§ **STUDY TEXT**:
Posts Tagged ‘local foods’

Calamari Season!

Thursday, May 19th, 2016

dirty squid

 

While woody Chilean strawberries continue to mock the seasons from their shelves in large chain grocery stores, more and more farmers are tilling local soil. More and more farmers’ markets are setting up on town greens and in parking lots allowing us to purchase local, seasonal food. Our children know better when and how strawberries grow. The principle of eating from the calendar, eating seasonal local foods, has thankfully, at least in some communities, survived big supermarket’s grip.

Not so much for fish.

Rarely anymore does a fish market or the fish counter of a grocery store reflect what is seasonal and local. Most fish markets fill their cases with haddock, cod, Chilean sea bass, tuna, swordfish, and some shrimp and oysters all year long. Almost never do we feel either the absence of a fish out of season or the arrival of a fish in season because there is always Norway, Iceland, and Southeast Asia to fill the gaps. The local food movement is leagues ahead of the fish local movement, but the same principles apply.

Enough preaching. Here is a great local catch we should all be eating right now!

Late April – early May is squid season, as regular as lilacs. New England fishermen say that when the buds pop out on the trees the squid “come in,” and all the fish follow. Longfin Inshore Squid, or Doryteuthis pealeii, also known as Loligo pealeii, spend their winters in deeper waters along the edge of the Continental Shelf. Their arrival inshore – they come to spawn – marks the start of spring for those living close to the Nantucket Sound waters. For the fishermen, the squid are like the gunshot in the air declaring the start of the year’s fishing season.

Jared Auerbach, CEO and owner of Red’s Best Fish Distributors, said that all the Cape Cod fishermen he dealt with are landing squid right now. If they aren’t landing squid they are landing fluke with bellies and mouths full of squid.

“This is a sweet time; everything is coming in from off shore or coming North. The water temperatures are up. The boats area all in Nantucket Sound, because the squid have arrived there,” and with them everything else.

All winter the fishing in Nantucket Sound has been punctual but not thrilling. The squid return every year to these waters to spawn, and every year the fish follow.

“From late April, early May to December we are shining!” Auerbach grins. And it’s dramatic:

“The squid light up and change colors in the water,” Auerbach said, “when they attack they are vicious! They come on deck and squirt you with ink, and I mean, they attack!”

§ **REQUIREMENT 1**:
Answer these from the squid season post:
(a) According to New England fishermen, when do the squid "come in"?
(b) Where do longfin inshore squid spend their winters?
(c) What company is Jared Auerbach CEO and owner of?
§ **REQUIREMENT 2**:
Extend the squid season post beyond its final sentence.
The material after this sentence comes from a separate source.

§ **LISTED RECORDS**:

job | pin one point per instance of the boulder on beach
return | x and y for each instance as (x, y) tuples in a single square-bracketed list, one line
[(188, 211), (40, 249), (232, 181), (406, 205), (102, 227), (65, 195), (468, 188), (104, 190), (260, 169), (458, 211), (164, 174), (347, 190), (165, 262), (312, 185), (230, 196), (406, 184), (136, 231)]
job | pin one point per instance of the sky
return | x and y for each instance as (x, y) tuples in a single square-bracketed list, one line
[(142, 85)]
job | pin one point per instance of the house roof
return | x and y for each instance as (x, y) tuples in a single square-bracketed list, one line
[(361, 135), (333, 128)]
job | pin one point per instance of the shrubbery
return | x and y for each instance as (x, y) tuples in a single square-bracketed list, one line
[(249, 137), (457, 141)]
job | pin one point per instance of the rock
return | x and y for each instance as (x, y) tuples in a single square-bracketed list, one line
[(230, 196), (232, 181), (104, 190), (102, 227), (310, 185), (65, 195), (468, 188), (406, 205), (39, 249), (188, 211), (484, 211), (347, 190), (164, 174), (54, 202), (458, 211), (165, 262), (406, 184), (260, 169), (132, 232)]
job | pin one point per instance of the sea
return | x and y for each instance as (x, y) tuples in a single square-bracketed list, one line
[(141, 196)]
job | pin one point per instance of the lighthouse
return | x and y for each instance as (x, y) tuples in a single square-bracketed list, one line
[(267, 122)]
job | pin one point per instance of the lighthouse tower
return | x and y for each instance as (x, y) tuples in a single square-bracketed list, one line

§ **EXPECTED ANSWER 1**:
(a) When the buds pop out on the trees.
(b) In deeper waters along the edge of the Continental Shelf.
(c) Red's Best Fish Distributors.

§ **EXPECTED ANSWER 2**:
After squid spawn, they return to deeper waters, retreating from the paths of rapacious striped bass and bluefish; almost all New England fish consider squid a favorite meal.  People say the best tasting squid are the ones in Nantucket Sound and particularly off Point Judith, R.I., because they’ve been feeding on fish that have been eating blue-green algae, which sweetens everything.

The best testament to squid deliciousness comes from the chef/owner of the Italian restaurant Erbaluce in the Back Bay, Charles Draghi. Draghi, who has a classical chef’s training, still approaches cuisine with the Old World Italian ways of his Peidmontese relatives; he sources produce almost exclusively from local farms and farmers markets, and calls his fishermen friends each morning to ask what they’re catching.

At a recent Seafood Throwdown Draghi seared local squid rings and tentacles in a hot pan, and then tossed them in a black olive, saffron and fresh herb sauce. Praising the flavor therein, Draghi said, “you know squid are delicious because they are the absolute favorite food of striped bass, and stripers have their choice of anything in the sea!”

My squid came from the FV Rimrack out of Portsmouth, NH.  Fisherwoman Amanda Parks met me in a Portsmouth parking lot with 60 pounds of freshly caught squid destined for a bunch of happy Cape Ann kitchens.  Parks was as happy about the squid season as Auerbach, and had already created a bunch of squid recipes right on the boat.

The recipe below is meant to be a super-quick way to tuck calamari into a dish that everyone loves: tacos. The mild, sweet taste of calamari welcomes the strong flavors of chilis and lime. Add some cool slaw and a toasted corn tortilla and this is an easy, light, and unusual vehicle for this great local seafood.

squid tacos 2

 

Chili Lime Calamari Tacos

2 pounds cleaned squid, bodies cut into 3/4” widths and tentacles

2 tablespoons olive oil (plus more for cooking the squid)

3 tablespoons minced garlic zest from

3 limes

1/2 teaspoon red pepper flakes

2 teaspoons chili powder

1/2 teaspoon cayenne

1/2 teaspoon sea salt (or kosher)

4 cups shredded cabbage (a mix of purple and green is ideal)

1 cup cilantro leaves

1 tablespoon diced jalapeno

juice from 3 limes (about 3 tablespoons)

16 small corn tortillas

1 medium avocado, halved and cut into thin slices

sea salt more

chili powder for dusting

Instructions:

  1. In a large bowl toss together squid, olive oil, garlic, lime zest, red pepper flakes, chili powder, cayenne, and sea salt. Let sit for at least 15 minutes, but no more than 1 hour.
  2. In a separate large bowl toss together the cabbage, cilantro, jalapeno, and lime juice. Let sit for at least 15 minutes, or up to an hour.
  3. When ready to prepare the tacos, begin warming the tortillas: Preheat oven to “warm” or lowest temperature.  Lay out a clean dish towel in which to wrap the heated tortillas. Set out a bowl of water.
  4. Heat a large skillet to medium high. Add a shimmer of olive oil.
  5. Dip each tortilla in the water and then immediately into the hot pan. Allow them to get hot, and brown, and then turn over. Let cook 1 minute, and then remove to the dish towel.
  6. Wrap them, place them in the oven, and continue with the rest. Keep warm until the squid is ready.
  7. To cook the squid, heat a pan that will hold them in a single layer, or use two pans, to high heat. Pour a shimmer of olive oil in the pan, and heat to high. Add the squid in one layer, and do not touch! Let the squid sit in the pan on high heat for about 1 1/2 minutes. Once they squid has solid brown marks, move them gently in the pan, turning to brown the other sides.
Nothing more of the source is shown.